Supplied material:
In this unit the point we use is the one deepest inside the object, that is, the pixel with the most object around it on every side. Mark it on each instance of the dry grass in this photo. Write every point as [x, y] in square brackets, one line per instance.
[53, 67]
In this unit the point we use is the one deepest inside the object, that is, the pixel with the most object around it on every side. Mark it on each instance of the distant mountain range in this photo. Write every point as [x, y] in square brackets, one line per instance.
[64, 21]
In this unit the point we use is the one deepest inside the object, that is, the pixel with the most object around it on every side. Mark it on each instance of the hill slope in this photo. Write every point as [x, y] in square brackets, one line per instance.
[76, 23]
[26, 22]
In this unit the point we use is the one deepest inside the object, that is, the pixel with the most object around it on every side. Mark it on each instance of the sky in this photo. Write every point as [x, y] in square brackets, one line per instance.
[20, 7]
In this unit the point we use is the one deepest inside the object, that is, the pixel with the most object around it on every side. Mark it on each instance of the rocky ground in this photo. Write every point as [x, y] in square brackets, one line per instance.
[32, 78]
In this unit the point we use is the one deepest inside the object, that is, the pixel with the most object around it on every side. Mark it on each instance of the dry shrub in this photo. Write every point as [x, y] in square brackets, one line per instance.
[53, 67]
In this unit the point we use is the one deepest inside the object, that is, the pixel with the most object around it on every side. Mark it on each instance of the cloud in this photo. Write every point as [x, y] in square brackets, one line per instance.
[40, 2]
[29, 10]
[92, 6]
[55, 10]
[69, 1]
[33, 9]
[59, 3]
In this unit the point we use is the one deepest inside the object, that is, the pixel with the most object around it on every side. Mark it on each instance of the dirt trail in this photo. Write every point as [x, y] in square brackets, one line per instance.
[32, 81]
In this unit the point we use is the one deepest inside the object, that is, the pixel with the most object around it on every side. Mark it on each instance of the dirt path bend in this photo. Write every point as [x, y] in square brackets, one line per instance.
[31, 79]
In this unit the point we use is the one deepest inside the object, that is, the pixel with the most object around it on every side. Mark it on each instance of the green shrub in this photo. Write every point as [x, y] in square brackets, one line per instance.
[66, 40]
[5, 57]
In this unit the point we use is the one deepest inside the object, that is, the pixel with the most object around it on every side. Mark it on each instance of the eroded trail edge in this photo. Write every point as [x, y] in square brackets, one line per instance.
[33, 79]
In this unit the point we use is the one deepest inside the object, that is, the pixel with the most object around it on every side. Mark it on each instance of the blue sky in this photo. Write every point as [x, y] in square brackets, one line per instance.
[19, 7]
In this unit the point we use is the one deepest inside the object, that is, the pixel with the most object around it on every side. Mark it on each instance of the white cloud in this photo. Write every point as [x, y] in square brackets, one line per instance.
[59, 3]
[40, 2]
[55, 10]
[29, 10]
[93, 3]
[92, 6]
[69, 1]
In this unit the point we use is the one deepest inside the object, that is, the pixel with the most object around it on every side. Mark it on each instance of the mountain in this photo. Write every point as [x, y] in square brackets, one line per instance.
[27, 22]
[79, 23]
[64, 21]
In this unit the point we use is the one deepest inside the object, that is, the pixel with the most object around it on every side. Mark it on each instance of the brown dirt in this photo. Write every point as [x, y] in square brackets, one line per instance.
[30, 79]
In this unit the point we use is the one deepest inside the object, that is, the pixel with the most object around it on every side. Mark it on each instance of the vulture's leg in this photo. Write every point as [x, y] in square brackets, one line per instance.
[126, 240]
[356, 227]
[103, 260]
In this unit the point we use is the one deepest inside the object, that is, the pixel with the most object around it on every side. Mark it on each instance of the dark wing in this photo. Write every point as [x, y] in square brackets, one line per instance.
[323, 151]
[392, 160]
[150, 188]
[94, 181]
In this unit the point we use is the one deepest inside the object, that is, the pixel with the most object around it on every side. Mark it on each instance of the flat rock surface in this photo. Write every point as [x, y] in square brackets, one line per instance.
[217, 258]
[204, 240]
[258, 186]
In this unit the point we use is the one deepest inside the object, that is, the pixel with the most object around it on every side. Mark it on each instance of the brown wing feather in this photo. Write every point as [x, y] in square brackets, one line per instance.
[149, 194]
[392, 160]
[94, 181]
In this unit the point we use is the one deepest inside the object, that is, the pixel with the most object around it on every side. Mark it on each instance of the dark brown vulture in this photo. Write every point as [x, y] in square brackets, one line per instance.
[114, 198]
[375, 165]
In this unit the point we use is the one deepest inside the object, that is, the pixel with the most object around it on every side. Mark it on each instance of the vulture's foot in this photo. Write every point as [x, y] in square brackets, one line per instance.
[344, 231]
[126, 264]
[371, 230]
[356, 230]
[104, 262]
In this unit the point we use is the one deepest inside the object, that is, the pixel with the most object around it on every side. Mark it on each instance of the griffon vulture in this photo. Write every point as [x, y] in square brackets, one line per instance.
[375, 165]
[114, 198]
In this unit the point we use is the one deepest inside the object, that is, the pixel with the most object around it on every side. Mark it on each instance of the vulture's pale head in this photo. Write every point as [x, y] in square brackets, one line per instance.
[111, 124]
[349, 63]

Exercise: Restate the listing in full, word for word.

Response to the task:
In this unit the point we use is the one deepest inside the object, that is, the pixel with the most object around it on every side. Mark it on each instance of the dry grass in this photo. Write every point as [x, y] in square brackets, one line per instance.
[53, 67]
In this unit the point we use is the one deepest inside the object, that is, the pixel with the most object around it on every side. Mark it on each instance of the distant mountain range in this photo. Write every point as [x, y] in square brackets, one line per instance.
[64, 21]
In this unit the point we use is the one deepest inside the object, that is, the pixel with the most object around it on every side. Mark it on each instance of the hill slope in this photo. Write every point as [x, y] in square brackets, one line per instance.
[76, 23]
[26, 22]
In this unit the point we use is the one deepest inside the object, that is, the pixel with the most object around it on every side. Mark it on each instance of the sky in this photo. Write every point as [x, y] in square brackets, one line per instance.
[20, 7]
In this unit the point we use is the one deepest inside the object, that is, the pixel with the most object around it on every side. Mark it on each instance of the rocky ground in this photo. Write every point as [x, y] in square brackets, one line per instance.
[32, 78]
In this unit the point we use is the one deepest inside the object, that is, the pixel with the most object around it on every side. Mark it on each instance of the dry shrub in this photo. Write every point as [x, y] in square brackets, one line per instance.
[53, 67]
In this unit the point we use is the one deepest inside the object, that is, the pixel with the most object around it on every side. Mark it on each instance of the cloud in this photo. Write every point as [x, y] in square brackets, one line per instance.
[40, 2]
[29, 10]
[92, 6]
[55, 10]
[69, 1]
[33, 9]
[59, 3]
In this unit the point we use is the one deepest inside the object, that is, the pixel with the most object around it on every side. Mark it on each instance of the dirt trail in this photo. Write every point as [x, y] in square brackets, one line per instance.
[32, 81]
In this unit the point we use is the one deepest inside the object, that is, the pixel with the most object around it on every side. Mark it on each instance of the dirt path bend in this photo. Write every point as [x, y] in square brackets, one line per instance.
[31, 79]
In this unit the point we use is the one deepest inside the object, that is, the pixel with the most object around it on every side. Mark it on each instance of the green shrub in this photo. Write every point as [x, y] in square brackets, one line per instance.
[66, 40]
[5, 57]
In this unit the point we use is the one deepest inside the object, that is, the pixel with the most object around it on every side. Mark it on each instance of the eroded trail edge in this photo. Write every point as [x, y] in square brackets, one line per instance.
[33, 79]
In this unit the point we use is the one deepest inside the object, that is, the pixel with the most object around it on every side. Mark it on each instance of the blue sky in this photo. Write every point as [x, y] in square brackets, one line per instance.
[19, 7]
In this unit the point we use is the one deepest inside the object, that is, the pixel with the most object around it on every side. Mark it on each instance of the white cloud in this photo. Write every point as [x, y] in square brackets, one line per instance.
[59, 3]
[40, 2]
[55, 10]
[29, 10]
[93, 3]
[92, 6]
[69, 1]
In this unit the point we use is the one deepest inside the object, that is, the pixel with the most object around it on every side. Mark it on each instance of the mountain in this photo. Write every point as [x, y] in square brackets, one line per instance.
[27, 22]
[79, 23]
[64, 21]
In this unit the point we use is the one deepest inside the object, that is, the pixel with the most object around it on every side. Mark it on each instance of the brown dirt in this photo. Write every point as [x, y] in square brackets, one line per instance.
[30, 79]
In this unit the point we use is the one deepest inside the object, that is, the pixel with the most object around it on every side. Mark it on each instance of the vulture's leg in this photo. Write every point as [x, y] in square brackets, one line per instance.
[126, 240]
[356, 227]
[103, 260]
In this unit the point we use is the one deepest inside the object, that is, the pixel with the most object around it on every side. Mark it on each instance of the dark wing in this photo. Write every point as [x, y] in square brackets, one line per instance.
[323, 151]
[392, 160]
[150, 188]
[94, 181]
In this unit the point we use is the one deepest inside the object, that is, the pixel with the most object around it on every side. Mark it on each instance of the flat rock surface in this photo. Write every point as [x, y] in square brackets, one line per instance.
[217, 258]
[204, 240]
[258, 186]
In this unit the point we use is the one deepest inside the object, that is, the pixel with the most object around it on every side. Mark it on each instance of the brown wing feather in this photo. Write every point as [x, y] in square brackets, one line per instance.
[149, 194]
[392, 160]
[94, 181]
In this unit the point we use is the one deepest inside the object, that is, the pixel with the most object around it on every side. Mark it on each instance of the dark brown vulture in this photo. Write every point as [x, y] in square brackets, one line per instance.
[114, 198]
[375, 165]
In this unit the point we use is the one deepest inside the object, that is, the pixel with the most object around it on every side. Mark it on each instance of the vulture's foot in this photo. Write every point as [x, y] in square brackets, one line per instance.
[344, 231]
[126, 264]
[371, 230]
[356, 230]
[104, 262]
In this unit the point we use is the one deepest inside the object, that is, the pixel with the most object around it on every side. Mark it on each instance of the griffon vulture in this photo. Write every point as [x, y] in square brackets, one line per instance.
[375, 165]
[114, 198]
In this unit the point we use is the one deepest inside the object, that is, the pixel with the most object around it on every side. Mark it on each instance of the vulture's pale head in this photo. Write every point as [x, y] in square brackets, one line per instance.
[111, 124]
[349, 63]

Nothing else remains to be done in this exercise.